◆ Goal ◆
Write out every line of the entries below as a JSON list of strings, one string per line, leaving out blank lines and the pictures.

◆ Data ◆
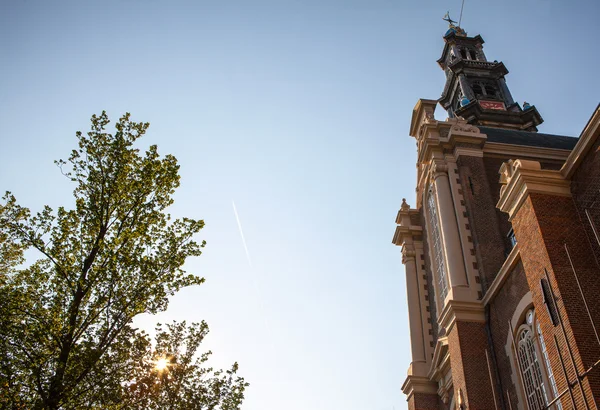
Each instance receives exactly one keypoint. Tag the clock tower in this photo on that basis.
(476, 89)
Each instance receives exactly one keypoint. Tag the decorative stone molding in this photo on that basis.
(462, 311)
(503, 274)
(439, 168)
(523, 151)
(440, 365)
(404, 207)
(463, 127)
(408, 253)
(521, 177)
(418, 384)
(422, 113)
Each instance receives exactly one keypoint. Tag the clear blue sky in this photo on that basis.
(299, 112)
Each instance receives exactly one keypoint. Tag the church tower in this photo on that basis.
(501, 249)
(476, 88)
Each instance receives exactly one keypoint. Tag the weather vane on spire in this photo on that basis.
(448, 19)
(453, 26)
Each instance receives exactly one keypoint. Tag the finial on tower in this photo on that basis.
(453, 28)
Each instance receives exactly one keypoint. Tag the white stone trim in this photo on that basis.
(524, 177)
(507, 267)
(462, 221)
(524, 151)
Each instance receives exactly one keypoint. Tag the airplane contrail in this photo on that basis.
(237, 218)
(254, 280)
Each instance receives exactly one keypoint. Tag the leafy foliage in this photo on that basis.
(65, 319)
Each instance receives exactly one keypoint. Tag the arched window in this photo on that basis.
(490, 90)
(439, 265)
(534, 365)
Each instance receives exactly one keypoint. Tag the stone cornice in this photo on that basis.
(520, 178)
(440, 362)
(513, 257)
(521, 151)
(418, 384)
(588, 137)
(423, 110)
(461, 311)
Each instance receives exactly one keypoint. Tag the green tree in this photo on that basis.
(66, 334)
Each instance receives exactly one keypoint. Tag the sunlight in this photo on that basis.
(161, 364)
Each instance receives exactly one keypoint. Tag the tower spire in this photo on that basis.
(476, 88)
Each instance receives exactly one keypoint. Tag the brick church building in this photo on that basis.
(501, 249)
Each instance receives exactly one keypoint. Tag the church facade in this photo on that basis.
(501, 249)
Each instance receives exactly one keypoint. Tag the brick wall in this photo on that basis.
(467, 343)
(585, 186)
(479, 192)
(543, 225)
(501, 311)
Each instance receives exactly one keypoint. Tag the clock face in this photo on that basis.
(492, 105)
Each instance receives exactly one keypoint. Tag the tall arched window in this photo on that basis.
(534, 365)
(439, 266)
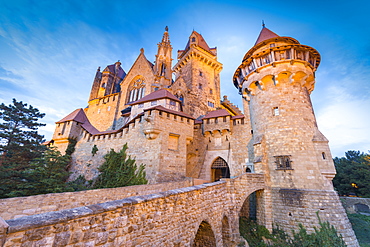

◆ Result of this task ◆
[
  "Each instance receives exactly one keypoint. Tag the clock tower in this photo on that basis.",
  "(476, 89)",
  "Each instance receives exactly one keypoint. Tag the decorative stone molding in this photo on that basis.",
  "(462, 311)",
  "(503, 274)",
  "(439, 168)",
  "(523, 151)",
  "(440, 365)",
  "(404, 207)",
  "(463, 127)",
  "(408, 253)",
  "(521, 177)",
  "(418, 384)",
  "(422, 113)",
  "Each instance receives exactly one keypoint. Tag the clear blue sky in this photo on that basis.",
  "(299, 112)",
  "Each instance receives exactly one keypoint. Tag the church tower in this photo on that basis.",
  "(501, 249)",
  "(476, 88)",
  "Each instance receives exactly one keypoint. Tag the weather vane on spire in this photo on that basis.",
  "(448, 19)",
  "(453, 26)",
  "Each instance receives exactly one keypoint. Tag the finial on tower in this photo on that basis.",
  "(453, 28)",
  "Each instance receives exactly one keypoint. Tag the white stone trim in this photo on that basis.",
  "(524, 177)",
  "(507, 267)",
  "(462, 221)",
  "(524, 151)",
  "Each instance receives exactly one keypoint. Tag the airplane contrail in this photo on that basis.",
  "(237, 218)",
  "(254, 280)",
  "Each instance receives exactly one keypoint. Tag the leafy foliage in this photo on that basis.",
  "(65, 319)",
  "Each instance receives exactly one keypoint. Tag the arched window in this photo on that basis.",
  "(490, 90)",
  "(439, 265)",
  "(534, 365)",
  "Each instance receives exactly one keypoint. Tag the stone cornice in this photo on that basis.",
  "(520, 178)",
  "(440, 362)",
  "(513, 257)",
  "(521, 151)",
  "(418, 384)",
  "(588, 137)",
  "(423, 110)",
  "(461, 311)",
  "Each instance receives exactly one keypoint. Tag the green tree in this photo on that basis.",
  "(66, 334)",
  "Each instance receives exactly one keypoint. Tag the sunlight in this photo on that basis.",
  "(161, 364)",
  "Each instance receives exactly one keypoint. Tag the tower spire in this photo on that basis.",
  "(476, 88)",
  "Each instance receives exactly one keypoint. Tag the brick church building in this photo on that basis.",
  "(501, 249)",
  "Each instance receives exactly one keypoint. Tag the church facade in this photo on that basis.",
  "(501, 249)",
  "Each instance receives exactly one keypoint. Tag the brick wall in this photo on that basis.",
  "(467, 343)",
  "(585, 186)",
  "(479, 192)",
  "(543, 225)",
  "(501, 311)",
  "Each instance receives exactly one keypoint. Tag the clock face in this photo on that basis.",
  "(492, 105)",
  "Each instance receives exactly one keypoint. Tag the tall arched window in this photo on that basis.",
  "(534, 365)",
  "(439, 266)"
]